Rows from the segmentation dataset
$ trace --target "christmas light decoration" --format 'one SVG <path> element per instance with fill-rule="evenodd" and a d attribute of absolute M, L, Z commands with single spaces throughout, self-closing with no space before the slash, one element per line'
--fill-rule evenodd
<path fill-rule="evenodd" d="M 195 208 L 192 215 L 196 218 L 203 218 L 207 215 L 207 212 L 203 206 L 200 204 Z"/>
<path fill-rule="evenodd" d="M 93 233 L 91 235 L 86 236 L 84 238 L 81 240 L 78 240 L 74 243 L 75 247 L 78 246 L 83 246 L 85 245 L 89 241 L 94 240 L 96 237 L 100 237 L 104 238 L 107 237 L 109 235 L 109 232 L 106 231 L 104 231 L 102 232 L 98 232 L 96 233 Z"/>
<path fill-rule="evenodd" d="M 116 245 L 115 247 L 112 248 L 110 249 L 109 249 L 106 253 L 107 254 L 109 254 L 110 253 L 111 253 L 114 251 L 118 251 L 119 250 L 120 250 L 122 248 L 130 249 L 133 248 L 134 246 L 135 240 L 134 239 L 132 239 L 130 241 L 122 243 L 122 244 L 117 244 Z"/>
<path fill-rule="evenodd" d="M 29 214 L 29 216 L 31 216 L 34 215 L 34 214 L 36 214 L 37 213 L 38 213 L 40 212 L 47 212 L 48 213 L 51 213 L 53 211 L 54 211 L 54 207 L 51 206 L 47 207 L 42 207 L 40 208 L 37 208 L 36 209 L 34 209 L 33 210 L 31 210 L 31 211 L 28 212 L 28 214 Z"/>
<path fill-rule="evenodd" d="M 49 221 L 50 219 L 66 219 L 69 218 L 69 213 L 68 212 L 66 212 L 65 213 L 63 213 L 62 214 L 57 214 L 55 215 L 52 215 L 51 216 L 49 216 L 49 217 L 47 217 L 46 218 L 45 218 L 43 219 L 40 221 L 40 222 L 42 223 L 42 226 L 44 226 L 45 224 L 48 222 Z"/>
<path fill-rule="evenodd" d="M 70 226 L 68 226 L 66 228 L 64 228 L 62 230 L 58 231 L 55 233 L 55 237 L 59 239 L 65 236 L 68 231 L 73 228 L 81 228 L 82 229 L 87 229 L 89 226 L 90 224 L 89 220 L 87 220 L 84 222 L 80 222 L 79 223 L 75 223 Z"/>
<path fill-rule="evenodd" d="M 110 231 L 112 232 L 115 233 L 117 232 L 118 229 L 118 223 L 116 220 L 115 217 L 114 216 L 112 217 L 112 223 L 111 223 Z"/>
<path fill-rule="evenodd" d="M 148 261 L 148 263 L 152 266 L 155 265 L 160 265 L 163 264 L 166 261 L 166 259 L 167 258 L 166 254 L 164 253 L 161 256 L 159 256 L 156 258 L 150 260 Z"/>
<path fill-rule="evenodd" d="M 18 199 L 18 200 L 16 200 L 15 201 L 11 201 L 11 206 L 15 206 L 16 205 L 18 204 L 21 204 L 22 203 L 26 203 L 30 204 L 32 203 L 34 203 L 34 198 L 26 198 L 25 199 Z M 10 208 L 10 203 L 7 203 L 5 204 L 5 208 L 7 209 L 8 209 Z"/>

- _Task instructions_: Print every line of these records again, character for character.

- _Written answer_:
$ trace --target "christmas light decoration" --format 'one SVG <path> element per instance with fill-rule="evenodd" and a d attribute of absolute M, L, Z commands with single spaces throughout, self-closing with no space before the slash, one element per line'
--fill-rule evenodd
<path fill-rule="evenodd" d="M 195 208 L 192 215 L 196 218 L 203 218 L 207 215 L 207 212 L 203 206 L 200 204 Z"/>
<path fill-rule="evenodd" d="M 93 233 L 91 235 L 86 236 L 84 238 L 81 240 L 78 240 L 74 243 L 75 247 L 78 246 L 83 246 L 85 245 L 89 241 L 94 240 L 96 237 L 100 237 L 104 238 L 107 237 L 109 235 L 109 232 L 106 231 L 104 231 L 102 232 L 98 232 L 96 233 Z"/>
<path fill-rule="evenodd" d="M 116 245 L 115 247 L 112 248 L 110 249 L 109 249 L 106 253 L 107 254 L 109 254 L 110 253 L 111 253 L 114 251 L 118 251 L 119 250 L 120 250 L 122 248 L 130 249 L 133 248 L 134 246 L 135 240 L 134 239 L 132 239 L 130 241 L 122 243 L 122 244 L 117 244 Z"/>
<path fill-rule="evenodd" d="M 29 214 L 29 216 L 31 216 L 34 215 L 34 214 L 36 214 L 37 213 L 38 213 L 40 212 L 47 212 L 48 213 L 51 213 L 53 211 L 54 211 L 54 207 L 51 206 L 47 207 L 42 207 L 40 208 L 37 208 L 36 209 L 34 209 L 33 210 L 31 210 L 31 211 L 28 212 L 28 214 Z"/>
<path fill-rule="evenodd" d="M 49 221 L 50 219 L 66 219 L 69 218 L 69 213 L 68 212 L 66 212 L 65 213 L 63 213 L 62 214 L 57 214 L 55 215 L 52 215 L 51 216 L 49 216 L 49 217 L 47 217 L 46 218 L 45 218 L 43 219 L 40 221 L 40 222 L 42 223 L 42 226 L 44 226 L 45 224 L 48 222 Z"/>
<path fill-rule="evenodd" d="M 70 226 L 68 226 L 66 228 L 64 228 L 62 230 L 58 231 L 55 233 L 55 237 L 59 239 L 65 236 L 68 231 L 73 228 L 81 228 L 82 229 L 87 229 L 89 226 L 90 224 L 89 220 L 87 220 L 84 222 L 80 222 L 79 223 L 75 223 Z"/>
<path fill-rule="evenodd" d="M 110 231 L 112 232 L 115 233 L 117 232 L 118 229 L 118 223 L 116 220 L 115 217 L 114 216 L 112 217 L 112 223 L 111 223 Z"/>
<path fill-rule="evenodd" d="M 148 261 L 148 263 L 152 266 L 155 265 L 160 265 L 163 264 L 166 261 L 166 259 L 167 258 L 166 254 L 164 253 L 161 256 L 159 256 L 156 258 L 150 260 Z"/>
<path fill-rule="evenodd" d="M 18 199 L 18 200 L 16 200 L 15 201 L 11 201 L 11 206 L 15 206 L 16 205 L 18 204 L 21 204 L 22 203 L 26 203 L 30 204 L 32 203 L 34 203 L 34 198 L 26 198 L 25 199 Z M 10 208 L 10 203 L 7 203 L 5 204 L 5 208 L 7 209 L 8 209 Z"/>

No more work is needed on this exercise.